▶ DIRECTIONS
a - Answer these questions from the passage on Paul and tithing below:
(i) From whom did Paul learn the law?
(ii) According to the passage, what does "carnal" have to do with?
(iii) What does the passage say filthy lucre is?
b - Pick up the passage on Paul and tithing below after its last line and continue it.

Segment Start: SELECTED TEXT

Have we not power to eat and to drink?
Paul was talking about the church feeding them. The reference to the altar was referring to the priests eating the sacrifices. Money didn’t go on the altar.
Carnal things that he referred to are food and drink as well. Money is not carnal. I know that may be a surprise to most on here, but carnal has to do with the body and it’s appetites.
Overall, in this book of the NT we are being taught by Paul. Paul was a Pharisee. He was an expert in the law. He learned from Gamaliel, the “Harvard professor” of the day in respect to the law. So we know he understood the law of tithing.
Why didn’t Paul just come out and say “pay us the tithes, and by the way, we don’t want food, we like money “? Was it because he was timid? Maybe he was afraid?
Maybe, it was because he understood that the tithe had another purpose. And it wasn’t to support pastors.
Paul and Peter cautioned against being taken advantage of by those that were greedy of filthy lucre. Filthy lucre is money. But we tend to ignore their warnings.
[3] Not given to wine, no striker, not greedy of filthy lucre; but patient, not a brawler, not covetous;
[8] Likewise must the deacons be grave, not doubletongued, not given to much wine, not greedy of filthy lucre;
Tit.1
[7] For a bishop must be blameless, as the steward of God; not selfwilled, not soon angry, not given to wine, no striker, not given to filthy lucre;
[11] Whose mouths must be stopped, who subvert whole houses, teaching things which they ought not, for filthy lucre's sake.

Segment End: SELECTED TEXT
Segment Start: GIVEN MATERIAL

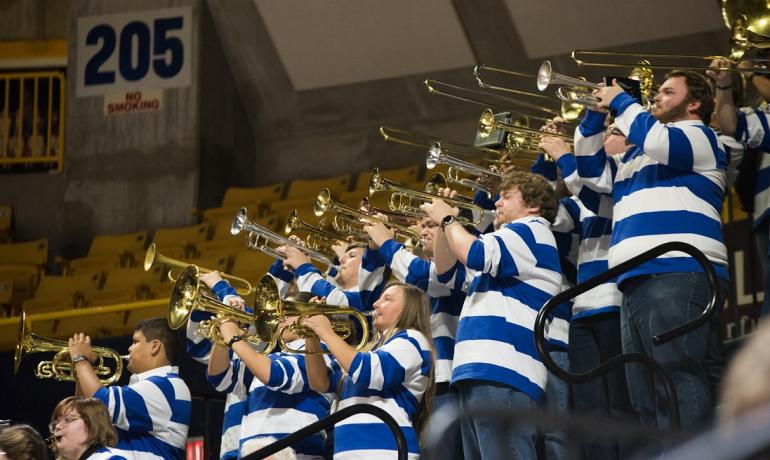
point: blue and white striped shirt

Segment End: GIVEN MATERIAL

▶ OUTPUTS IN ORDER
a -
(i) Gamaliel.
(ii) The body and its appetites.
(iii) Money.

b -
1Pet.5
[2] Feed the flock of God which is among you, taking the oversight thereof, not by constraint, but willingly; not for filthy lucre, but of a ready mind;
Peter and Paul, who didn’t agree on some things, (Paul withstood Peter to his face) agreed that church leadership must be watched carefully when it came to filthy lucre.
When it comes to giving, which is not necessarily tithes, we have excellent teaching from the lips of Jesus in Matthew. It is pretty comprehensive. Little children, those in prison, the hungry, the cold, He covers a lot of territory. But did you know what didn’t make the list?
1. The church.
2. The pastor.
Surely you have to wonder why.
And you surely must wonder why preachers don’t use the words about giving to teach giving. It almost never happens.